Extracted data START

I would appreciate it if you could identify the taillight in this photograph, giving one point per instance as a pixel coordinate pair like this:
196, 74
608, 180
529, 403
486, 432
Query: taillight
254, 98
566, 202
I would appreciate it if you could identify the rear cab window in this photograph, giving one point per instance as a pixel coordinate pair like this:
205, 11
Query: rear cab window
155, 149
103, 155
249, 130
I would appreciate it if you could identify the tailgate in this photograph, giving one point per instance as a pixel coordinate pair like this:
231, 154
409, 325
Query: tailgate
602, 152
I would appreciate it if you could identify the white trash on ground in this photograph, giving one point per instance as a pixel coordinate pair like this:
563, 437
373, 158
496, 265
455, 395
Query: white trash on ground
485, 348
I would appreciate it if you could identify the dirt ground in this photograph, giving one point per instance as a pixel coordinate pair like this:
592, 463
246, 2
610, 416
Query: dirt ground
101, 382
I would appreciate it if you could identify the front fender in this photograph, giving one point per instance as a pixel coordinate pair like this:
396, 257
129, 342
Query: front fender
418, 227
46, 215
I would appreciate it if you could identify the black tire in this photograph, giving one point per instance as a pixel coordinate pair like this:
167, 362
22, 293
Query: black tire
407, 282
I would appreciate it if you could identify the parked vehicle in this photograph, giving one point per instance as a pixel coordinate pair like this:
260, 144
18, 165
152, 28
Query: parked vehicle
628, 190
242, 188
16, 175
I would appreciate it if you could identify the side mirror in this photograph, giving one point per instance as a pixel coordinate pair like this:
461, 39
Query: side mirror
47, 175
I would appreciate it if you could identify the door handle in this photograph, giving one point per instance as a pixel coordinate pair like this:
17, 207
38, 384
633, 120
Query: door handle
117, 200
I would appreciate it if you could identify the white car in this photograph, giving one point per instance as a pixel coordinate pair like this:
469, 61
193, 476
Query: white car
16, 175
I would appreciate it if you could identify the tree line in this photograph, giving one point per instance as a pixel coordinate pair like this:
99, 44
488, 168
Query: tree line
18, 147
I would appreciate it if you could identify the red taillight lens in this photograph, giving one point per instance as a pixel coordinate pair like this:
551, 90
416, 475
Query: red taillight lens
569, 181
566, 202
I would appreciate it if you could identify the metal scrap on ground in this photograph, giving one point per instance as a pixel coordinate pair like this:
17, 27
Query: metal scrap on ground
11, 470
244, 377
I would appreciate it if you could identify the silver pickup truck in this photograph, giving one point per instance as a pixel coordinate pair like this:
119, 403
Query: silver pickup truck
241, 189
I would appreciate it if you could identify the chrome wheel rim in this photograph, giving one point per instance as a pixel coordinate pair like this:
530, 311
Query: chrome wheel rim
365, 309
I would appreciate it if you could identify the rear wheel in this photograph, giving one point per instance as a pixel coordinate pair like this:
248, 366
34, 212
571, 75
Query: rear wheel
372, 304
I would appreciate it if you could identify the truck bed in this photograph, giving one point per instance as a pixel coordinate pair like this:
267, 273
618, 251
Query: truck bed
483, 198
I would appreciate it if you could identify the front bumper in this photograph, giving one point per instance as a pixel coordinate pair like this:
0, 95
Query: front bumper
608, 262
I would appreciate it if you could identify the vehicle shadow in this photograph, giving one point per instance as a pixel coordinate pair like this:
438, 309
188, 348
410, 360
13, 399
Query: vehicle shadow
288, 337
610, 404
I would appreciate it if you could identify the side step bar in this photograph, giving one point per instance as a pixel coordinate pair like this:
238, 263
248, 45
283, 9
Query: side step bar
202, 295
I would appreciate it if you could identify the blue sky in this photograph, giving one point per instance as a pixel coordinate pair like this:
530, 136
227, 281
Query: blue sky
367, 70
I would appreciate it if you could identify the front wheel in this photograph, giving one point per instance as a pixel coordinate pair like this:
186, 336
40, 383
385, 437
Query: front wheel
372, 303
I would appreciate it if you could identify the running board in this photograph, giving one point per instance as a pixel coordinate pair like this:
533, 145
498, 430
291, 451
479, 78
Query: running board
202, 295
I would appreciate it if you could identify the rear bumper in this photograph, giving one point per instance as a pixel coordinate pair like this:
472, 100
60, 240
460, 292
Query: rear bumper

Extracted data END

Top to bottom, transcribe every line above exactly.

Answer space:
I would appreciate it if you could identify the taillight in this photograph, giving one point per instance as a pixel coordinate pair like this:
196, 74
608, 180
529, 403
486, 432
Query: taillight
254, 98
566, 202
I would appreciate it if you could identify the rear cab window in this photograph, giving one point per instance as a pixel coordinate pair like this:
205, 11
Query: rear cab window
155, 149
103, 155
249, 130
I would appreciate it if you could identify the tailgate in this photograph, giving one point per instance as a pixel coordinate pair like this:
231, 154
409, 325
Query: tailgate
602, 152
I would appreciate it if you could identify the white trash on ground in this photograph, giving one point per instance as a pixel coordinate pair like this:
563, 437
373, 158
496, 265
455, 395
Query: white trash on ground
485, 348
I would appreciate it if you could identify the dirt ground in this photograph, giving one point per instance as a pixel coordinate pair like this:
592, 463
246, 2
610, 416
Query: dirt ground
101, 382
I would appreciate it if you could identify the front fender in this photograph, giving one point per instance as a pixel coordinate pair like this:
396, 257
129, 342
Query: front fender
418, 227
46, 215
I would appreciate it if you could identify the black tire in this photograph, giving one point per instance as a pixel coordinate pair like this:
167, 362
22, 293
Query: black tire
407, 282
I would appreciate it if you could identify the parked vehicle in this photograph, giving one point per instance as a pixel coordinate pair like this:
260, 144
18, 165
152, 28
Query: parked vehicle
628, 190
242, 188
16, 175
I would appreciate it if you could identify the side mirror in this photograph, giving one point per instance as a pixel coordinate pair like this:
461, 39
Query: side mirror
47, 175
I would appreciate it if you could identify the door handle in this photograph, giving one point per instance as a pixel coordinate pair like this:
17, 207
38, 384
633, 120
Query: door handle
117, 200
I would appreciate it if you could identify the white car in this photograph, giving one point per instance as a pixel coordinate pair like this:
469, 61
193, 476
Query: white car
16, 175
I would appreciate it if you could identify the tree line in this photograph, giving one point per instance as a pixel coordinate pair like this:
99, 44
488, 168
Query: tree line
18, 147
I would appreciate it if you could identify the red taillight lens in this photograph, giving one point per instance as a pixel coordinate pair like this:
551, 90
416, 475
Query: red taillight lens
569, 181
566, 202
I would appreciate it if you could identify the metal scrap on ground in this photograph, giving one point per instance as a pixel coordinate pair like this:
17, 27
Query: metal scrap on ground
11, 470
244, 377
I would appreciate it if you could identify the silver pickup truck in this photograph, giving one point per instance as a pixel coordinate pair like this:
119, 403
Query: silver pickup truck
241, 189
I would appreciate it if you could identify the chrome wheel rim in this photograph, giving one point per instance as a pixel coordinate pair like this:
530, 311
Query: chrome wheel rim
365, 309
I would appreciate it if you could identify the rear wheel in this photograph, giving one point per instance as a pixel coordinate pair like this:
248, 366
34, 212
571, 75
Query: rear wheel
372, 304
I would appreciate it if you could identify the truck bed in this photograph, giving one point per instance as a pixel coordinate pair like this:
267, 273
618, 251
Query: truck bed
483, 198
I would appreciate it if you could identify the front bumper in this photograph, giving one point per instance as a pixel coordinate pair like this:
0, 95
Query: front bumper
608, 262
I would appreciate it if you could identify the vehicle shadow in this photograph, giving one point per instance as a pixel coordinate pair like this:
438, 309
188, 348
410, 360
13, 399
Query: vehicle shadow
288, 337
610, 404
I would appreciate it if you could identify the side step bar in this photograph, giving one point per instance as a pixel coordinate pair like this:
238, 263
248, 45
283, 9
Query: side step bar
202, 295
I would appreciate it if you could identify the blue sky in this photograph, giving one point per instance as a pixel coordinate pair like this:
530, 136
227, 281
Query: blue sky
367, 70
I would appreciate it if you could identify the front wheel in this photograph, giving one point per instance as a pixel coordinate pair like this:
186, 336
40, 383
385, 437
Query: front wheel
372, 303
I would appreciate it if you could identify the running board in this photograph, giving one point per instance as a pixel coordinate pair like this:
533, 145
498, 430
291, 451
479, 78
Query: running board
202, 295
I would appreciate it if you could identify the rear bumper in this photograph, giving one point per instance as a pixel coordinate pair like this:
472, 100
60, 240
460, 292
Query: rear bumper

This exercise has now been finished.